We will start this story with a warning: please, please ensure the idea you want to make money from is patented and that its brand name is trademarked. Otherwise, you will end up in tears like one trader did. I will call him Norman.

Norman is different from your ordinary young man. He has an uncanny ability to see opportunities that profit-deaf folks like me will take years to see or never see at all. Take him to a new town; in a few hours, he will have worked out what line of business can do well there. Or he will single out a business that won’t last long. Strangely, his predictions almost always come to pass.

Thanks to that industrious mind, Normal struck gold a few years ago—or so he thought. He came up with a groundbreaking e-commerce platform.

Norman worked out that if there were an app to list all the genuine offers countrywide, he would earn from it in more ways than one. One way could be by selling advertisements. Another would be allowing online advertising agencies to place ads on his platform. He could also make money by collaborating with sellers to distribute discount vouchers.

He approached a reputable coder, and the app was up after days of back-breaking work. To his surprise, the app started bringing in money during the trial phase. He was amazed by how well it picked up and how quickly the traffic to the dedicated website grew.

He didn’t know that one of the companies he approached to sign up for the listing had more than a cursory interest in his platform.

Working furtively, the company created a copycat app plus website, added a few more functionalities because they had the financial muscle to do so, and upon realising that Norman had not trademarked its name, got a trademark using the same name Norman was using for the app, only changing one vowel.

It struck him with utter shock when, one day, he was served with a cease-and-desist order about using an already registered brand name and idea. Such orders mean what they say: that you should forthwith stop whatever has been found intrusive by a court.

The company moved like clockwork and took the app to the market before Norman could fully launch his. Needless to say, he would get questions like, “Isn’t this app already in the market? We are already using it.”

— SHORT PROBLEM A —
Reproduce word for word the stretch of the story about Norman's app from "Norman worked out" through "distribute discount vouchers.".
— SHORT PROBLEM B —
Carry on the story about Norman's app, starting right after its last sentence.

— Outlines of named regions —
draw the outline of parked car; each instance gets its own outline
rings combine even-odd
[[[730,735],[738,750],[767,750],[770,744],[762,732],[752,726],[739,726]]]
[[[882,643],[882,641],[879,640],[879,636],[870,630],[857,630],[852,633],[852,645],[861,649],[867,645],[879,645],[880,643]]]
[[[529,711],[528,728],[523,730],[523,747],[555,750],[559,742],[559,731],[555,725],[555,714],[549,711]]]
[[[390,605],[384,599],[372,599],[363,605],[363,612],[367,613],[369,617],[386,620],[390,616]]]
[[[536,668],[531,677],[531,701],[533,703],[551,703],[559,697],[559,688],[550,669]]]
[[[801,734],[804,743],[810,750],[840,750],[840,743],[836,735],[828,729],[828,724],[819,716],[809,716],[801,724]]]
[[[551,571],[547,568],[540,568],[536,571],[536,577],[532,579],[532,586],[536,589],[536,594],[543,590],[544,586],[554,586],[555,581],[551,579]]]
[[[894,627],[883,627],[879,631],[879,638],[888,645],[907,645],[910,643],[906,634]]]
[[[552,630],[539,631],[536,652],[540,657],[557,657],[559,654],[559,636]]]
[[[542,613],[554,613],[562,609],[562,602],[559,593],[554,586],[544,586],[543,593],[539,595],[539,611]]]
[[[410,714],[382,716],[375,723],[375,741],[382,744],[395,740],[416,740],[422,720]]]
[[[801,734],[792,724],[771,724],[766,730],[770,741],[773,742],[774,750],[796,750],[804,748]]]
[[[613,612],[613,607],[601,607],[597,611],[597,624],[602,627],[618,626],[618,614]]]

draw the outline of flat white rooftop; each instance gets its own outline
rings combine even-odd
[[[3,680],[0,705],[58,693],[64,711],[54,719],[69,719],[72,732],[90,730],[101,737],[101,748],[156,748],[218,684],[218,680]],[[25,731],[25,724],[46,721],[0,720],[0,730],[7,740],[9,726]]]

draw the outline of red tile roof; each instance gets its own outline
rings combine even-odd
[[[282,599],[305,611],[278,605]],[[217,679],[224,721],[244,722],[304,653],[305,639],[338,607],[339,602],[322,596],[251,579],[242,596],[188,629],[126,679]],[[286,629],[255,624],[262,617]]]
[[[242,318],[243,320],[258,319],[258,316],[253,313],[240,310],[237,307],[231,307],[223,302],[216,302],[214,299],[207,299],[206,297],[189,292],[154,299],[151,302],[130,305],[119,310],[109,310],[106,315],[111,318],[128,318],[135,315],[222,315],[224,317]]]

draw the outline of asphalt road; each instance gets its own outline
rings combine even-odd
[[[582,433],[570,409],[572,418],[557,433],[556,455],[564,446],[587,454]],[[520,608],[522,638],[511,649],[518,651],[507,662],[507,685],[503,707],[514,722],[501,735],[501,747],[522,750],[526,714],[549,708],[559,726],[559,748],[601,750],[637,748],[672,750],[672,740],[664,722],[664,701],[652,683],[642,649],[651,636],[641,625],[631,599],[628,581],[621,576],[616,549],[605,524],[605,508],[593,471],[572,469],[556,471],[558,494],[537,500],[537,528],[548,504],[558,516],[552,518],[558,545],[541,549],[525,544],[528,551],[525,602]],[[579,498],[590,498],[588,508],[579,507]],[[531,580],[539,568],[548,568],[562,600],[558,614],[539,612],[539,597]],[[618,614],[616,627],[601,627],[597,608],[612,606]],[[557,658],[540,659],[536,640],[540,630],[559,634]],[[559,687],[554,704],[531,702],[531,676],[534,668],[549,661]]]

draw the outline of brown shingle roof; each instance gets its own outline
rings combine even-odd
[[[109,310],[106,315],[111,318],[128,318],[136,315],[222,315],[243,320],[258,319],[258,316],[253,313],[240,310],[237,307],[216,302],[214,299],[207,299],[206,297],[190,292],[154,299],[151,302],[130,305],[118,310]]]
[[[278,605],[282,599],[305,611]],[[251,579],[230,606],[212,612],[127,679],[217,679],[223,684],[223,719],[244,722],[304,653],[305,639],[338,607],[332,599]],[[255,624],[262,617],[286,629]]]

— EXPECTED OUTPUT A —
Norman worked out that if there were an app to list all the genuine offers countrywide, he would earn from it in more ways than one. One way could be by selling advertisements. Another would be allowing online advertising agencies to place ads on his platform. He could also make money by collaborating with sellers to distribute discount vouchers.

— EXPECTED OUTPUT B —
It would hurt him to no end, the realisation that his innovation had been grabbed from him and that he had no legal recourse. There was no way he could prove he was the idea's originator.

Norman is an island

He has since moved on to other ventures — thank heavens there is more where the app idea came from — but he is now wiser. Norman is an island no more, if you can see what I did there.

What if Norman knew about intellectual property rights (IPR) protection before going to the market with his app?

If you are in business here in Kenya, there are institutions you must be aware of. There is no excuse.

The first one is the Kenya Industrial Property Institute (Kipi). This is the government agency that coordinates the registration of trademarks and patents. You apply to them seeking ownership of an idea, pay the requisite fees, and they do their research to ensure it is unique and without a related idea owned by anyone else. Once they are satisfied, you get your patent or trademark.

Another agency you should know about is the Kenya Copyright Board. If you are an artist who creates unique content and hopes to get a living off it or a techie who writes code, you must copyright your creations to ensure no one replicates them without facing the consequences.

Kenya is a member state of the African Regional Intellectual Property Organisation (Aripo) and the World Intellectual Property Organisation (Wipo), making it easier to get a patent that applies to Africa and beyond.

Had Norman worked with those bodies and understood IP, this is how his story would have changed:

Securing his interests

IP rights foster innovation and creativity among small and medium-sized enterprises (SMEs) in the region covered by Aripo. Had his budding business gotten the patents and trademarks in a timely fashion, Norman would have protected his territory. This would have easily seen his company grow as per his plans by giving him access to loans and financiers, among other forms of support.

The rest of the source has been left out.